### Task objective:
Recast the listing below as a JSON list of strings, with one string per line and any blank lines left out.

Point placement listing
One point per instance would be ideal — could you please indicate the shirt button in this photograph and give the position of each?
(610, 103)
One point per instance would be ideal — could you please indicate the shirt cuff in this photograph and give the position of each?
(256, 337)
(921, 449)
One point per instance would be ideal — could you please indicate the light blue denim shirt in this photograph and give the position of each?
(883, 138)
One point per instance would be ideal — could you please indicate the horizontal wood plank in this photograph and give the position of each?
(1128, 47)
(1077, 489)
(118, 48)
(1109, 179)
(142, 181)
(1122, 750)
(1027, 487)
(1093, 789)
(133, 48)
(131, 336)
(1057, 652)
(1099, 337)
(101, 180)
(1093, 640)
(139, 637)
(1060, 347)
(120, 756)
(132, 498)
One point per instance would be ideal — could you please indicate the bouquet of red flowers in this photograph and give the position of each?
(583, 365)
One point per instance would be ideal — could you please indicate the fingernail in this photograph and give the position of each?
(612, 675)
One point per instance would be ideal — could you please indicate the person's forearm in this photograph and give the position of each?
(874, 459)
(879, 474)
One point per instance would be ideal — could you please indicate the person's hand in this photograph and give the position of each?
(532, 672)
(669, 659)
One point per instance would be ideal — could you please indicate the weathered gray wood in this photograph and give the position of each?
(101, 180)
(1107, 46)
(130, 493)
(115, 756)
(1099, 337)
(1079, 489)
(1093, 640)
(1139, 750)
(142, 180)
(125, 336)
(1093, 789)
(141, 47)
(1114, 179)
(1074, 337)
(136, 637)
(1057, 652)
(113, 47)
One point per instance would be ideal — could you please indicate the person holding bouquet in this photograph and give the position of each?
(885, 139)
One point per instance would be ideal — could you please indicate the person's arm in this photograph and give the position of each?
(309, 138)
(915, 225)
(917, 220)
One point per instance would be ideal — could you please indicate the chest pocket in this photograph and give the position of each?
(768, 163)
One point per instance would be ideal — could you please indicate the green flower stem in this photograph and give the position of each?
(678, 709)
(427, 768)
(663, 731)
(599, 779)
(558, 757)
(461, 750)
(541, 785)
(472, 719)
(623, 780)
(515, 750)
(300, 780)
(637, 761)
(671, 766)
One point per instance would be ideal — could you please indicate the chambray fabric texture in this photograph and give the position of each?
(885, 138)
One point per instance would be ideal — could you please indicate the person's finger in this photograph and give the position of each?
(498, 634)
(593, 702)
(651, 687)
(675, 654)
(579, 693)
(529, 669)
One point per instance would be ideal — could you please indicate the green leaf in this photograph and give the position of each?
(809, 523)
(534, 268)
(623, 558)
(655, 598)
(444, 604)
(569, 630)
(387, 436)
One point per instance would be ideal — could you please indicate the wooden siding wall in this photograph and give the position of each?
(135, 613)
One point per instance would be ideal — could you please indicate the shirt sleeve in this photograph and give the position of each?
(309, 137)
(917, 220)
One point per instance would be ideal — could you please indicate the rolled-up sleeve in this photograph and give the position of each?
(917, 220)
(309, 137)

### Solution to this task:
[
  "One point per instance would be ideal — could you please indicate the shirt button in this photograph and give the position of each?",
  "(610, 103)",
  "One point per instance would be ideal — could you please indicate the shirt cuff in this photograph and give the position of each?",
  "(256, 337)",
  "(921, 449)",
  "One point per instance would be ideal — could you please indicate the light blue denim shirt in this photograph and give the position of each?",
  "(883, 138)",
  "One point per instance would be ideal — could you please indicate the horizontal wood plank in this photograph and give the position of each?",
  "(1128, 47)",
  "(1077, 489)",
  "(118, 48)",
  "(1109, 179)",
  "(142, 181)",
  "(1122, 750)",
  "(1027, 487)",
  "(1093, 789)",
  "(133, 48)",
  "(131, 336)",
  "(1057, 652)",
  "(1099, 337)",
  "(101, 180)",
  "(1093, 640)",
  "(139, 637)",
  "(1060, 347)",
  "(120, 756)",
  "(132, 498)",
  "One point per instance would be ideal — could you please indicate the bouquet of red flowers in this photograph and give the position of each?",
  "(583, 365)",
  "One point per instance would be ideal — could you please indicate the fingernail in this photograph and give the position of each?",
  "(612, 675)",
  "One point per instance would be ideal — could you please indicate the person's forearm in this photograph and give the position of each?",
  "(874, 459)",
  "(879, 474)",
  "One point per instance would be ideal — could you please indicate the person's hand in this photograph and give the position of each?",
  "(532, 672)",
  "(669, 659)",
  "One point per instance would be ideal — could you please indicate the weathered gray wood in this photograph and give the position of each?",
  "(101, 180)",
  "(1107, 46)",
  "(130, 493)",
  "(115, 756)",
  "(1099, 337)",
  "(1079, 489)",
  "(1093, 640)",
  "(1139, 750)",
  "(142, 180)",
  "(125, 336)",
  "(1093, 789)",
  "(141, 47)",
  "(1114, 179)",
  "(1074, 337)",
  "(136, 637)",
  "(1057, 652)",
  "(113, 47)",
  "One point per instance would be ideal — could you please indicate the person holding bouquet in this photograph and give the position of each?",
  "(885, 139)",
  "One point per instance would be ideal — could you please indicate the person's arm in this photograph and give the position of each?",
  "(309, 138)",
  "(915, 225)",
  "(917, 220)",
  "One point per instance would be ideal — could you please indicate the chest pocket in this photograph and give the position of each?",
  "(768, 163)",
  "One point per instance would be ideal — could you please indicate the green flower stem in this photograph and give the position of each?",
  "(678, 709)",
  "(427, 768)",
  "(663, 731)",
  "(599, 779)",
  "(558, 757)",
  "(461, 750)",
  "(541, 785)",
  "(472, 719)",
  "(623, 780)",
  "(515, 750)",
  "(300, 780)",
  "(637, 761)",
  "(671, 766)",
  "One point per instance would be ideal — could you please indicate the chambray fabric texture in this photograph and give the position of each?",
  "(885, 138)",
  "One point per instance would be ideal — could you please indicate the person's finger in this photograph and give the position of each?",
  "(498, 634)",
  "(593, 702)",
  "(651, 687)",
  "(675, 654)",
  "(579, 693)",
  "(529, 669)",
  "One point per instance would be ideal — could you please indicate the green leaf in this photograph and give the position of each?",
  "(809, 523)",
  "(534, 268)",
  "(623, 558)",
  "(655, 598)",
  "(444, 604)",
  "(569, 630)",
  "(387, 436)",
  "One point per instance would be ideal — could you please indicate the wooden siding wall in this photograph and give the position of each?",
  "(135, 613)",
  "One point per instance would be ideal — could you please indicate the shirt sleeve in this photograph and give the position of each?",
  "(309, 137)",
  "(917, 220)",
  "One point per instance would be ideal — could you please indicate the rolled-up sleeve in this photograph and give the position of each?",
  "(917, 220)",
  "(309, 137)"
]